Rows from a pointing dataset:
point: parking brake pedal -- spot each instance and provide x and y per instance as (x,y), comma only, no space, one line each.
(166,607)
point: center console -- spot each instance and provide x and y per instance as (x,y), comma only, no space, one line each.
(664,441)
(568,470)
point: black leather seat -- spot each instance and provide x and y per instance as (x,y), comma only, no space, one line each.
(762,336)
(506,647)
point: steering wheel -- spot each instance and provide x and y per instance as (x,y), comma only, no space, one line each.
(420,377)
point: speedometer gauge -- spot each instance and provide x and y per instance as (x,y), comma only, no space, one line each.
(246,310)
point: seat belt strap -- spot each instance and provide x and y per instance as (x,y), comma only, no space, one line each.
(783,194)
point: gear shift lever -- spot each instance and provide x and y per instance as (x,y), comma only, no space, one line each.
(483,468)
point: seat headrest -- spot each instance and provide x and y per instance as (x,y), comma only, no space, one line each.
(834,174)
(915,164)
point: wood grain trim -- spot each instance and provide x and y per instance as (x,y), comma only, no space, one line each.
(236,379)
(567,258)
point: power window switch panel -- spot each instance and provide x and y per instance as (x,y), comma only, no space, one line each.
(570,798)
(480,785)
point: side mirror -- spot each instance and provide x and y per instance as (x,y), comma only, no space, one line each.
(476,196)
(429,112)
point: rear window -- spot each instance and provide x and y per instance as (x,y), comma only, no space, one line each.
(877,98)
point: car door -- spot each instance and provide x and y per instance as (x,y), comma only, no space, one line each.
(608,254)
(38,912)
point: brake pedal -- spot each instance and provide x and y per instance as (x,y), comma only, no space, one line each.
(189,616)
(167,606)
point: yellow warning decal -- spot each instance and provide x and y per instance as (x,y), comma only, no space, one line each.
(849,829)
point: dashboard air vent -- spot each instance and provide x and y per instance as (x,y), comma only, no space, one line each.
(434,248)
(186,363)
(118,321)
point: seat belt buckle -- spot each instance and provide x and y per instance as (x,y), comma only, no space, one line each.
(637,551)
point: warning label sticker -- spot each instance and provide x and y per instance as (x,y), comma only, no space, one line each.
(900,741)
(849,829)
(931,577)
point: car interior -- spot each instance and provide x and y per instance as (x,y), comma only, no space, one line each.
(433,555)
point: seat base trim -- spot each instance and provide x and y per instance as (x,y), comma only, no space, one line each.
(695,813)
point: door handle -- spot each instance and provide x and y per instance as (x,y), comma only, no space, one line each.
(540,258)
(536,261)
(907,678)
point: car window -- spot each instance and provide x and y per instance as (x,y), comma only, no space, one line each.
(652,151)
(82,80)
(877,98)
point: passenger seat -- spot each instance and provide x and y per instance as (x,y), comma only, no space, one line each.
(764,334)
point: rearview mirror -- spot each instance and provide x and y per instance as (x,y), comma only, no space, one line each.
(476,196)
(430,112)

OBJECTIVE: Reproduce the complete set of lines precisely as supplied.

CORRECT OUTPUT:
point: parking brake pedal -- spot each instance and provide x and y per instance as (x,y), comma only, no space, one line each.
(166,607)
point: center console -- spot each instance and provide x and y per instance as (x,y), comma only, no space, one line each.
(664,441)
(568,470)
point: black leather seat -- spot each instance and provide x and y per instance as (x,y), comma only, no space, one line each.
(762,336)
(506,647)
point: steering wheel -- spot each instance and provide x and y per instance as (x,y), comma only, no space, one line each.
(420,377)
point: speedometer gauge -- spot each instance and provide x and y per instance as (x,y), comma only, no space, one line each.
(246,310)
point: seat belt strap -- spot each instance and provide x and y per instance as (x,y), comma only, no space, one line each.
(783,194)
point: gear shift lever -- spot each instance and provide x and y per instance as (x,y), comma only, no space, one line each.
(483,468)
point: seat headrest -- spot each instance and provide x and y per instance as (x,y), comma only, no space, one line each.
(834,174)
(915,164)
point: wood grain trim -- spot each instance and provide x and y per instance as (x,y), comma only, no space, one line each.
(236,379)
(567,258)
point: power window switch panel -- spot each instance and provide x and y per instance as (x,y), comma only, no space, one line each.
(570,798)
(480,785)
point: side mirror -- spot each instance and provide x and y per instance as (x,y), comma only, no space, one line each.
(476,196)
(429,112)
point: rear window -- spot each instance and provide x and y per instance as (x,y), comma only, no space, one line each.
(877,98)
point: car door -- spot each instance and provide x and y per instance as (x,y), comma only, no space, one line each.
(608,254)
(38,912)
point: brake pedal -- spot each instance and provide x and y per instance as (x,y), comma only, no space, one line each.
(189,616)
(167,606)
point: yellow warning decal -- spot each instance and provide x and y per instance as (x,y), comma only, no space, one line each.
(849,829)
point: dashboard air vent -- spot each instance and provide x and y per instance as (x,y), comma only, no space, one line each.
(434,248)
(186,363)
(118,321)
point: seat belt buckle -- spot each instance and provide x and y per instance as (x,y), comma only, no space, one line each.
(637,551)
point: warning label sticker -- spot each instance and provide x and y per instance as (x,y), comma only, no space, one line each.
(900,741)
(849,829)
(931,577)
point: car interior -- spot each instance and provide x and y per instance as (x,y), comma only, no space, one line each.
(433,555)
point: seat base trim -- spot each instance and provide x and y per instance as (x,y), comma only, no space, one line each.
(695,813)
point: door handle -- spot each instance and provide x and y per instance as (x,y), comma only, no space, one line each.
(540,258)
(536,261)
(907,678)
point: car window -- spot each instance and provide x and y per instance as (x,y), comma only, no space, one line each.
(652,151)
(82,80)
(877,98)
point: passenger seat -- spot each instance and provide x and y per instance as (x,y), comma only, no space, one line each.
(764,334)
point: rearview mirror -- spot each instance and provide x and y per instance as (x,y), comma only, no space, one line each.
(476,196)
(430,112)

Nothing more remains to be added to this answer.